Lo anterior nos lleva a exponer un asunto de carácter ético sobre el estímulo que nos causa el dolor ajeno. Ya sea victimando a una persona o interviniéndola quirúrgicamente, nos puede provocar placer, indiferencia o dolor. El sufrimiento o la pérdida física de la otra persona servirían en este caso para dilucidar cuál podría ser nuestra motivación más importante.
El Popeye alega que pelear por una causa, le hacía ejecutar a sus víctimas sin guardar remordimientos. Inclusive llegó a ordenar el homicidio de la mujer que más ha amado en su vida. Un cirujano igualmente puede argumentar que el anestesiar a su paciente y abrirlo con el bisturí no le provoca mayores complicaciones, pues no siente dolor. Por lo tanto, en ambos casos hay cierta indolencia por la tribulación del otro.
Esta frialdad que cada vez se siente más en todos los ámbitos de las relaciones humanas, nos están llevando a olvidarnos del dolor en la mejilla ajena. Y cada vez parece que hay más personas dadas a justificar la crueldad, no la de los galenos, pues como es evidente su labor está encaminada a procurar por el bienestar de los enfermos, sino de aquellos a quienes se muestran apáticos ante la desdicha que otros padecen.
Un animal como el toro puede segregar las suficientes hormonas de corticotropina y cortisol para anestesiar el dolor que le causan los flagelos de banderilleros, picadores y matadores, tal como se le puede entumir el cuerpo a cualquier persona que sufra una herida punzocortante, por un disparo o cualquier afección física grave. Yo recuerdo haber perdido la sensibilidad en una ocasión que estaba en hemodiálisis y me dio un fuerte calambre en el pie. Lo único que conservé hasta el final fue el sentido de la vista. Las enfermeras tuvieron que inyectarme glucosa al 50, y otras sustancias para la resucitación.
Jamás vi en el rostro de aquellas nobles mujeres de cofia verde y túnica blanca una expresión de alegría por lo que me estaba pasando. ¿Cómo es posible que haya personas a las que les agrade ver a un animal pelear por su vida, aunque ello no les implique ningún grado de dolor, como alegan los taurófilos y villamelones basándose en estudios poco confiables? Y para replicar aquellos razonamientos que tienen que ver con la matanza de animales en el rastro; que digan cuándo se ha cobrado por hacer de esta acción un espectáculo. ¡Cuándo el matancero se regocija en torturar a la res para terminar descabellándola!

==============================

Tarea a realizar =
Resuma en dos oraciones el texto sobre la indiferencia ante el dolor ajeno.

==============================

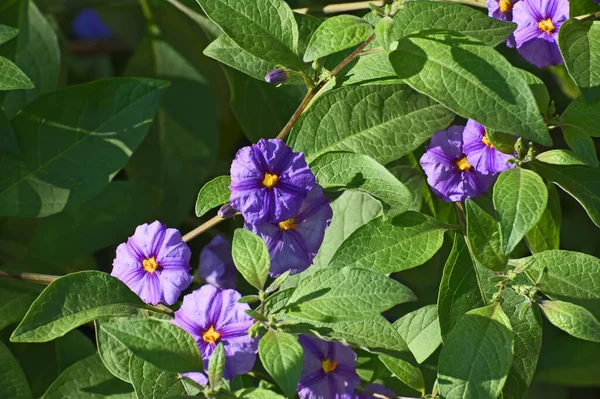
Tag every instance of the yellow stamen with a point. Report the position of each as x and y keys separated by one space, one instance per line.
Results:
x=211 y=336
x=546 y=25
x=463 y=164
x=487 y=141
x=150 y=265
x=328 y=366
x=287 y=224
x=505 y=6
x=270 y=180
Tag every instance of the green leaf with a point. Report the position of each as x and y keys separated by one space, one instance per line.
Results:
x=581 y=182
x=114 y=354
x=214 y=193
x=339 y=294
x=483 y=336
x=546 y=234
x=88 y=378
x=421 y=331
x=338 y=170
x=387 y=246
x=107 y=219
x=571 y=277
x=575 y=320
x=216 y=366
x=282 y=356
x=520 y=197
x=417 y=16
x=73 y=300
x=265 y=28
x=336 y=34
x=150 y=382
x=73 y=141
x=384 y=122
x=582 y=117
x=459 y=288
x=13 y=383
x=484 y=238
x=579 y=44
x=161 y=343
x=251 y=257
x=476 y=81
x=37 y=55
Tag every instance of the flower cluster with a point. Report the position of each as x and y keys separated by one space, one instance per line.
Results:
x=538 y=23
x=276 y=193
x=462 y=163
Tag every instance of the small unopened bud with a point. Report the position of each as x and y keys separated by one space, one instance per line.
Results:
x=226 y=211
x=277 y=76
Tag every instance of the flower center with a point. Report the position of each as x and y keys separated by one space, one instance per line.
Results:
x=287 y=224
x=270 y=180
x=328 y=366
x=487 y=141
x=463 y=164
x=211 y=336
x=546 y=25
x=505 y=6
x=150 y=265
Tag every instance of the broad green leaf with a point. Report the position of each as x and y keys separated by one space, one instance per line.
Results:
x=582 y=182
x=573 y=319
x=73 y=141
x=579 y=44
x=107 y=219
x=520 y=197
x=571 y=276
x=182 y=144
x=73 y=300
x=421 y=331
x=545 y=234
x=417 y=16
x=347 y=170
x=150 y=382
x=214 y=193
x=387 y=246
x=88 y=379
x=251 y=257
x=13 y=383
x=527 y=330
x=265 y=28
x=476 y=81
x=37 y=55
x=161 y=343
x=582 y=117
x=384 y=122
x=339 y=294
x=484 y=238
x=281 y=355
x=484 y=336
x=459 y=288
x=336 y=34
x=216 y=366
x=582 y=145
x=114 y=354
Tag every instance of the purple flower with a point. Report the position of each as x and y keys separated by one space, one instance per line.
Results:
x=480 y=151
x=294 y=243
x=448 y=172
x=269 y=182
x=328 y=370
x=377 y=388
x=538 y=23
x=216 y=264
x=211 y=316
x=154 y=263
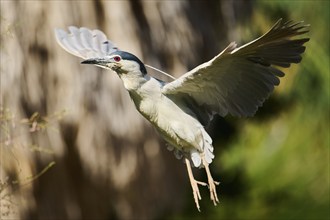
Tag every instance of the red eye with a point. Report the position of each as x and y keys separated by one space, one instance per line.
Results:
x=117 y=58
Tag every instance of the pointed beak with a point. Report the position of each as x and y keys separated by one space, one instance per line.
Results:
x=97 y=61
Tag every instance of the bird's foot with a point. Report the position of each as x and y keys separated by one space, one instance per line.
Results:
x=213 y=191
x=196 y=193
x=212 y=184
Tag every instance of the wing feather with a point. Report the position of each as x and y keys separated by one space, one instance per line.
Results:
x=85 y=43
x=238 y=80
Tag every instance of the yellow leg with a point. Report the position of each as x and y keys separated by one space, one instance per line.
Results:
x=212 y=183
x=194 y=184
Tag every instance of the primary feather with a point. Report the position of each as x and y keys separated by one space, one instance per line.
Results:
x=239 y=80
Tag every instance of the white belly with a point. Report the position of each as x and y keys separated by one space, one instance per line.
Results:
x=177 y=127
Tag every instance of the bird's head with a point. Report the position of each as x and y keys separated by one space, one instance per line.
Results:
x=121 y=62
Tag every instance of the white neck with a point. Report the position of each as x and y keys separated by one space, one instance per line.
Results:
x=133 y=81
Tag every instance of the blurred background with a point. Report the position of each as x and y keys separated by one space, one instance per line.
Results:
x=74 y=147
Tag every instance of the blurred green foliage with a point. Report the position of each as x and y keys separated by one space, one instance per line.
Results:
x=277 y=165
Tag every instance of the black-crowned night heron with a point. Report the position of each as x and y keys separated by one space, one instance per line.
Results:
x=237 y=81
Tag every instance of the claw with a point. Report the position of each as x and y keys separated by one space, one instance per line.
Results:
x=194 y=185
x=211 y=183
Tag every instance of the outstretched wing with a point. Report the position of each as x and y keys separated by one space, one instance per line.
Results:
x=85 y=43
x=238 y=80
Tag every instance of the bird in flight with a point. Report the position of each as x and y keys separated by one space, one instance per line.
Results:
x=236 y=81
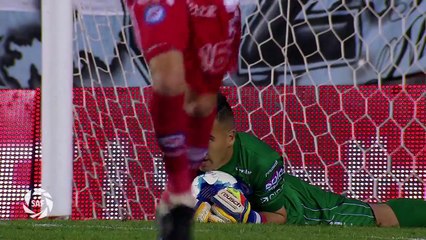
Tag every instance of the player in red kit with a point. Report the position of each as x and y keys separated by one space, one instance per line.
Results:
x=189 y=45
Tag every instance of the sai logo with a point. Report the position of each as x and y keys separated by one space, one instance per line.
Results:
x=39 y=198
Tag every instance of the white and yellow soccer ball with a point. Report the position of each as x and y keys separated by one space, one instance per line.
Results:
x=206 y=185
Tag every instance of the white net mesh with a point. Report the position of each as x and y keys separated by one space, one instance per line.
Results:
x=338 y=87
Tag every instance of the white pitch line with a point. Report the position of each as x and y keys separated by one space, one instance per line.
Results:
x=103 y=227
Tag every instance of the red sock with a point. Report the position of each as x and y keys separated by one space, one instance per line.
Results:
x=198 y=138
x=169 y=120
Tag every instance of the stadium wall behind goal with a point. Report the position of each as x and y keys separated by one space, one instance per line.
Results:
x=327 y=107
x=329 y=51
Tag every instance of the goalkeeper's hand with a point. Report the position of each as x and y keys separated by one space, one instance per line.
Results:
x=231 y=206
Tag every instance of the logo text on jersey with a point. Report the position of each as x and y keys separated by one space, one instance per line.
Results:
x=275 y=180
x=155 y=14
x=243 y=171
x=271 y=196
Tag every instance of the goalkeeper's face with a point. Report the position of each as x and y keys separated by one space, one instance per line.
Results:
x=220 y=147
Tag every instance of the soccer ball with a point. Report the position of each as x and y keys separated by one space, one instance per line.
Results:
x=206 y=185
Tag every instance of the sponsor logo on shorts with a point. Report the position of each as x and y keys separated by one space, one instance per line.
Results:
x=275 y=180
x=155 y=14
x=207 y=11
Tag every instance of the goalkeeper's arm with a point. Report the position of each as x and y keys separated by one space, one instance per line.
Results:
x=279 y=216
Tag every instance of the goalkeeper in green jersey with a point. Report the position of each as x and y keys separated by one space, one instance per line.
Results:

==============================

Resultado de la tarea =
El texto plantea que el dolor ajeno puede provocar placer, indiferencia o dolor, y compara al Popeye, que ejecutaba a sus víctimas sin remordimientos, con un cirujano al que abrir a su paciente no le provoca mayores complicaciones, pues en ambos casos hay cierta indolencia ante la tribulación del otro, una frialdad que se siente cada vez más en las relaciones humanas. A partir de que las enfermeras nunca mostraron alegría durante la pérdida de sensibilidad que se relata en una sesión de hemodiálisis, el texto cuestiona que haya personas a las que les agrade ver a un animal pelear por su vida, aunque los taurófilos aleguen, con estudios poco confiables, que este no sufre dolor.